------ GIVEN INFORMATION ------

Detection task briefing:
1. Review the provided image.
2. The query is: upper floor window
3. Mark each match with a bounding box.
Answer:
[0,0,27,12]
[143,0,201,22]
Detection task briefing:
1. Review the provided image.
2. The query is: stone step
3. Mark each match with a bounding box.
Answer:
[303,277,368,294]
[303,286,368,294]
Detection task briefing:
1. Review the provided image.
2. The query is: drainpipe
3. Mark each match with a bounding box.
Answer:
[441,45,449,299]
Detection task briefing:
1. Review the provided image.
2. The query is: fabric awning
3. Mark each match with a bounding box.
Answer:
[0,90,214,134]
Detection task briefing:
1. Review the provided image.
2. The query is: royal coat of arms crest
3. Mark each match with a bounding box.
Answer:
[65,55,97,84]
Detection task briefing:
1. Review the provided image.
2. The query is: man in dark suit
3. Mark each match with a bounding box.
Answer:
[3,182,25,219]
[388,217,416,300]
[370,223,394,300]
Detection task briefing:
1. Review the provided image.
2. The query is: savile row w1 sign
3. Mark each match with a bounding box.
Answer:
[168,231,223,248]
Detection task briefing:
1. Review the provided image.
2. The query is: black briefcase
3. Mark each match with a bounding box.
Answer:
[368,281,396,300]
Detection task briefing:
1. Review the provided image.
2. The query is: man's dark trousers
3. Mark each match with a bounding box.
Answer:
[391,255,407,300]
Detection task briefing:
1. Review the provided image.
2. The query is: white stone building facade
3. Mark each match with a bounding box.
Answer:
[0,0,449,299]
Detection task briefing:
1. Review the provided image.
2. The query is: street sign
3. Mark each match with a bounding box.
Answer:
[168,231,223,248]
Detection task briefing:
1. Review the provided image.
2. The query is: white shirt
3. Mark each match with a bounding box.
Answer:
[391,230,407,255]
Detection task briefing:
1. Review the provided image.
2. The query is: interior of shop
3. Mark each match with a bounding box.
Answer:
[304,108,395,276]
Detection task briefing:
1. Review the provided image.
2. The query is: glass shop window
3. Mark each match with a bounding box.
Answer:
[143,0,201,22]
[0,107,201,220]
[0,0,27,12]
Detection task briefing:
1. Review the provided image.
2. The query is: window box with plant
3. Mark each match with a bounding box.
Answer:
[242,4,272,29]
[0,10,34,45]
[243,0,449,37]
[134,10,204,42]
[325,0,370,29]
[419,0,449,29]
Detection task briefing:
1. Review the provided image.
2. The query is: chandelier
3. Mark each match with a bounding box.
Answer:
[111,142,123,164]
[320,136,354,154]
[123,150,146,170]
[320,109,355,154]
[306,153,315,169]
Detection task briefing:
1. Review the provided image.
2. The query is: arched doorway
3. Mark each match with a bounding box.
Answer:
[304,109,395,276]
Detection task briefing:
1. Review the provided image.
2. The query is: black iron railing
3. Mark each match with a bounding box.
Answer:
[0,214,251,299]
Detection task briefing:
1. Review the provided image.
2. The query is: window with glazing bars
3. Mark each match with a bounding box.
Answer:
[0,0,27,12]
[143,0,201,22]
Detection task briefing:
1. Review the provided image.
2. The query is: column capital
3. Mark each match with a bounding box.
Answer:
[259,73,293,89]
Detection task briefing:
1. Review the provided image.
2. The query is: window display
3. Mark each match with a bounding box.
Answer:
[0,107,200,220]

------

◆ AIM
Please rewrite all the records above as a JSON list of strings, with one string for each line and any blank lines left out.

◆ EXERCISE RESULT
[
  "Detection task briefing:",
  "1. Review the provided image.",
  "2. The query is: upper floor window",
  "3. Mark each match with a bounding box.",
  "Answer:",
  "[0,0,27,12]",
  "[143,0,201,22]",
  "Detection task briefing:",
  "1. Review the provided image.",
  "2. The query is: stone step",
  "3. Mark each match with a bounding box.",
  "Answer:",
  "[303,277,368,294]",
  "[303,286,368,294]",
  "Detection task briefing:",
  "1. Review the provided image.",
  "2. The query is: drainpipe",
  "3. Mark each match with a bounding box.",
  "Answer:",
  "[441,45,449,299]",
  "Detection task briefing:",
  "1. Review the provided image.",
  "2. The query is: fabric awning",
  "3. Mark each match with a bounding box.",
  "Answer:",
  "[0,90,214,134]",
  "Detection task briefing:",
  "1. Review the provided image.",
  "2. The query is: royal coat of arms crest",
  "3. Mark each match with a bounding box.",
  "Answer:",
  "[65,55,97,84]",
  "Detection task briefing:",
  "1. Review the provided image.",
  "2. The query is: man in dark suit",
  "3. Mark each match with a bounding box.",
  "Answer:",
  "[3,182,25,219]",
  "[388,217,416,300]",
  "[370,223,394,300]",
  "Detection task briefing:",
  "1. Review the provided image.",
  "2. The query is: savile row w1 sign",
  "3. Mark each match with a bounding box.",
  "Answer:",
  "[168,231,223,248]",
  "Detection task briefing:",
  "1. Review the provided image.",
  "2. The query is: black briefcase",
  "3. Mark each match with a bounding box.",
  "Answer:",
  "[368,281,396,300]",
  "Detection task briefing:",
  "1. Review the provided image.",
  "2. The query is: man's dark trousers",
  "3. Mark each match with a bounding box.",
  "Answer:",
  "[391,255,407,300]",
  "Detection task briefing:",
  "1. Review the provided image.",
  "2. The query is: white stone building facade",
  "3. Mark each match with a bounding box.",
  "Answer:",
  "[0,0,449,299]",
  "Detection task briefing:",
  "1. Review the provided image.",
  "2. The query is: street sign",
  "3. Mark each match with a bounding box.",
  "Answer:",
  "[168,231,223,248]",
  "Detection task briefing:",
  "1. Review the provided image.",
  "2. The query is: white shirt",
  "3. Mark each match with a bounding box.",
  "Answer:",
  "[391,230,407,255]",
  "Detection task briefing:",
  "1. Review the provided image.",
  "2. The query is: interior of shop",
  "3. Mark each match with a bounding box.",
  "Answer:",
  "[304,108,395,276]",
  "Detection task briefing:",
  "1. Review the provided image.",
  "2. The query is: glass shop window",
  "3. Mark each match with a bounding box.",
  "Answer:",
  "[143,0,201,22]",
  "[0,107,201,220]",
  "[0,0,27,12]",
  "Detection task briefing:",
  "1. Review the provided image.",
  "2. The query is: window box with plant",
  "3. Mark each match with a bounding box.",
  "Answer:",
  "[242,4,272,29]",
  "[0,10,34,45]",
  "[243,0,449,37]",
  "[134,10,204,42]",
  "[325,0,370,29]",
  "[419,0,449,29]",
  "Detection task briefing:",
  "1. Review the provided image.",
  "2. The query is: chandelier",
  "3. Mark each match with a bounding box.",
  "Answer:",
  "[111,142,123,164]",
  "[320,136,354,154]",
  "[123,150,146,170]",
  "[320,109,355,154]",
  "[306,153,315,169]",
  "Detection task briefing:",
  "1. Review the provided image.",
  "2. The query is: arched doorway",
  "3. Mark each match with a bounding box.",
  "Answer:",
  "[304,109,395,276]",
  "Detection task briefing:",
  "1. Review the provided image.",
  "2. The query is: black iron railing",
  "3. Mark each match with a bounding box.",
  "Answer:",
  "[0,214,251,299]",
  "Detection task briefing:",
  "1. Review the provided image.",
  "2. The query is: window with glazing bars",
  "3. Mark each match with a bounding box.",
  "Answer:",
  "[0,0,27,12]",
  "[143,0,201,22]",
  "Detection task briefing:",
  "1. Review the provided image.",
  "2. The query is: column capital",
  "3. Mark each match with a bounding box.",
  "Answer:",
  "[259,73,293,89]",
  "Detection task briefing:",
  "1. Review the provided image.",
  "2. The query is: window display",
  "3. Mark each match with a bounding box.",
  "Answer:",
  "[0,107,200,220]"
]